TASK TO COMPLETE —
Reproduce each of the rows below verbatim, preserving every character, space, and line break.

MATERIAL PROVIDED —
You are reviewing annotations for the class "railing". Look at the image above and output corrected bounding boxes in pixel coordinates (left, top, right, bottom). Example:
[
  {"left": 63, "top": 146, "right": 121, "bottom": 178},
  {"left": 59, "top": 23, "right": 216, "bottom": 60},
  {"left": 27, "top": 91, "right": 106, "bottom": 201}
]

FULL RESPONSE —
You are reviewing annotations for the class "railing". Look at the image above and output corrected bounding boxes in pixel coordinates (left, top, right, bottom). Example:
[
  {"left": 63, "top": 146, "right": 121, "bottom": 178},
  {"left": 59, "top": 23, "right": 216, "bottom": 60},
  {"left": 27, "top": 91, "right": 106, "bottom": 201}
]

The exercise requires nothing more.